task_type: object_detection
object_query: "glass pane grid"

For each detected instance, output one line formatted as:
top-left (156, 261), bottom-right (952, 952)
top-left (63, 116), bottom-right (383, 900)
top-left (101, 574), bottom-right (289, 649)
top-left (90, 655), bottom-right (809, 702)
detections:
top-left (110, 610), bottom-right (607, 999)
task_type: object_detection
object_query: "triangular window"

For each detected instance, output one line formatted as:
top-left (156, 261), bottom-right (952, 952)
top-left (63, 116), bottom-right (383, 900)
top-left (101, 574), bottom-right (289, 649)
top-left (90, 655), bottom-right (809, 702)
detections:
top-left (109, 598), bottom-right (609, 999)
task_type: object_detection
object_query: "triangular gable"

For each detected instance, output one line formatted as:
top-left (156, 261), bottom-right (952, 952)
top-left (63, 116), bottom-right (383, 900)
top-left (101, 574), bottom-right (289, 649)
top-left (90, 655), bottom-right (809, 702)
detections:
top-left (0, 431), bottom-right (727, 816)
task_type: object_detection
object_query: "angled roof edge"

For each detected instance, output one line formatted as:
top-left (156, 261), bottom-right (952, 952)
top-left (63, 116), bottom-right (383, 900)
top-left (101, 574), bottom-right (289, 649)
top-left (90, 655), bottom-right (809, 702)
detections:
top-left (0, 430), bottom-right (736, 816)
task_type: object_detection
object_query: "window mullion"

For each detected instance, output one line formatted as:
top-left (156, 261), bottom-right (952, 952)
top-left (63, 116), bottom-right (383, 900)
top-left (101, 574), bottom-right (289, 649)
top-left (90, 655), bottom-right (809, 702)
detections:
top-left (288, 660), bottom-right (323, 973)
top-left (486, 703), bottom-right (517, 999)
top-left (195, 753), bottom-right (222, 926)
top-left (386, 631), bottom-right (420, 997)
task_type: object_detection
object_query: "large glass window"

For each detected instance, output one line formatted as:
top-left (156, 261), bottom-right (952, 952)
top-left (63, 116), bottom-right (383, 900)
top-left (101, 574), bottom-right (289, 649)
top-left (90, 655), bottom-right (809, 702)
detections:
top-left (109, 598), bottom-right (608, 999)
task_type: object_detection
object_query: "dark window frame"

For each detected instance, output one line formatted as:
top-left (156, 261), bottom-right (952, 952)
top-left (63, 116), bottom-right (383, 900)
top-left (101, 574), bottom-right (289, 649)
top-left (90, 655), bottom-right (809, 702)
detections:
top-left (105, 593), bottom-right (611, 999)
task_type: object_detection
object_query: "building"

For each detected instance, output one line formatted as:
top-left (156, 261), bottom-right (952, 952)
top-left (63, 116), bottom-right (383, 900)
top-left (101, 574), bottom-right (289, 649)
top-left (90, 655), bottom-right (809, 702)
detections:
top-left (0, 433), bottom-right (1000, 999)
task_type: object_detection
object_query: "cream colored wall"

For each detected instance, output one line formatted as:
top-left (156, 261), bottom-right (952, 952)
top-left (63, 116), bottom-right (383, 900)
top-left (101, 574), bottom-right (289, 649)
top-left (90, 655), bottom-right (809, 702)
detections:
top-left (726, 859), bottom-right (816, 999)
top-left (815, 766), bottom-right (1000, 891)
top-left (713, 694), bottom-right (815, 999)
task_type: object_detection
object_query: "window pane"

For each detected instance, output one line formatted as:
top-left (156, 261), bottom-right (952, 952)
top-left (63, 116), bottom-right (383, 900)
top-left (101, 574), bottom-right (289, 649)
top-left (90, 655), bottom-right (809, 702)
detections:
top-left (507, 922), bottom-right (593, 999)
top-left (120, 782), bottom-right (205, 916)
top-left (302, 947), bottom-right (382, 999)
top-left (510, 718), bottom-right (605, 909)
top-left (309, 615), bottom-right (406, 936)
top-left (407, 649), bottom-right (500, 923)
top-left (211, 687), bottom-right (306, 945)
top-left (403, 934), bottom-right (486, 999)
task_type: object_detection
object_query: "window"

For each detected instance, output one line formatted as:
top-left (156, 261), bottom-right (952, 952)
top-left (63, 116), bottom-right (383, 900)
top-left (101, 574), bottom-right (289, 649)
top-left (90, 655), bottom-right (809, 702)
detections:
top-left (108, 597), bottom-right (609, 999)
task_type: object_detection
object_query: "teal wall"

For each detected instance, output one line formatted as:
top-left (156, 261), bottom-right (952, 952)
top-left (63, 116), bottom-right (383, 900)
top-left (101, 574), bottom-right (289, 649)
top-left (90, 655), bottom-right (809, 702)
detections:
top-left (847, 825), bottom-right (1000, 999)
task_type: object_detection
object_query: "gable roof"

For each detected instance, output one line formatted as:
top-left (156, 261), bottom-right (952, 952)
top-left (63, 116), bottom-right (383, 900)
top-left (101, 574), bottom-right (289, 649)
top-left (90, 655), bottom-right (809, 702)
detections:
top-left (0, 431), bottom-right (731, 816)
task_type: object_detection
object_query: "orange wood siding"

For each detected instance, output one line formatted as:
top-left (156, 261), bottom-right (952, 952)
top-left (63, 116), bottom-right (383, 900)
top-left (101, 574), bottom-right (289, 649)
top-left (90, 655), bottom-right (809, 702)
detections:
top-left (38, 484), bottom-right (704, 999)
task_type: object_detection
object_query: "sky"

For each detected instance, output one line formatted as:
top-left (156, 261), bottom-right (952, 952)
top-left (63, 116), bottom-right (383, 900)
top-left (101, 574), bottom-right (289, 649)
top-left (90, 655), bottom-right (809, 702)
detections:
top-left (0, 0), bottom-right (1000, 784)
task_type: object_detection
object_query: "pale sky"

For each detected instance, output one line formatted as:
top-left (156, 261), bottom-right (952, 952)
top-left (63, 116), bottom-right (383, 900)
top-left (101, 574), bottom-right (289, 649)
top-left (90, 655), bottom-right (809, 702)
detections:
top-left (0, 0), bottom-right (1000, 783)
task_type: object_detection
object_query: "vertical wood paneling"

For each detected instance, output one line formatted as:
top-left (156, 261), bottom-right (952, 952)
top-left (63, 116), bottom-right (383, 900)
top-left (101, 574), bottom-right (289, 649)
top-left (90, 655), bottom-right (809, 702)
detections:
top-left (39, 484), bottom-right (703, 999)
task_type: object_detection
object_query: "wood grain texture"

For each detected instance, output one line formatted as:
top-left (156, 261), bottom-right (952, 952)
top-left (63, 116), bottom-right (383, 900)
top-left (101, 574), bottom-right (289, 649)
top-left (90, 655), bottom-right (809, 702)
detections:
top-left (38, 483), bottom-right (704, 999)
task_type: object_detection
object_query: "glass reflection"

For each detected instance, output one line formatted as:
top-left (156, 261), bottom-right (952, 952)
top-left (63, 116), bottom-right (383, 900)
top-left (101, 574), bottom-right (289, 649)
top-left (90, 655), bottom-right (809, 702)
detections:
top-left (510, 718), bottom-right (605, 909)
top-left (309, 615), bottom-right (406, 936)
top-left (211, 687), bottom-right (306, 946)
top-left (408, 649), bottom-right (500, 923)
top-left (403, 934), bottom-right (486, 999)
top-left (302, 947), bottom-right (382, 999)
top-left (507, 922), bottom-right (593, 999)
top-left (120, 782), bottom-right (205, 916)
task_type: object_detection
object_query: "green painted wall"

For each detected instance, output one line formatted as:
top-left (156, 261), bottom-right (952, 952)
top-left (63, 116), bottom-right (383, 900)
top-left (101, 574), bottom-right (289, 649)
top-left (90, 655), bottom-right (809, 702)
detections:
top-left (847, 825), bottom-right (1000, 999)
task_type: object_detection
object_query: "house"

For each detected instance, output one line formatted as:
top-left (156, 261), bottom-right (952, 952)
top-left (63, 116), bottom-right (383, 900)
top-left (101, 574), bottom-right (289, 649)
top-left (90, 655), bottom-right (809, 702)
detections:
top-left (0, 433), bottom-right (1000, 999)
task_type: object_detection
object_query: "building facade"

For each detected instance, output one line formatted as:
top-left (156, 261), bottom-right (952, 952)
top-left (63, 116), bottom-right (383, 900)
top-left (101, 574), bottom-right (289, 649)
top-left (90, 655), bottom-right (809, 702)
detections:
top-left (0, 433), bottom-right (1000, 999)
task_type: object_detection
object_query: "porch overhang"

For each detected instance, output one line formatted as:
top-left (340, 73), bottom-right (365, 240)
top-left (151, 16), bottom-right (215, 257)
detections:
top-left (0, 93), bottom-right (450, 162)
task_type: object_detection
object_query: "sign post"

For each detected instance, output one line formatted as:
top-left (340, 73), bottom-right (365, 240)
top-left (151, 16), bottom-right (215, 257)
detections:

....

Exercise requirements: Please collect every line in the entries above that contains the word "wood".

Task response:
object_query: "orange wood siding"
object_query: "vertical wood paneling"
object_query: "wood grain texture"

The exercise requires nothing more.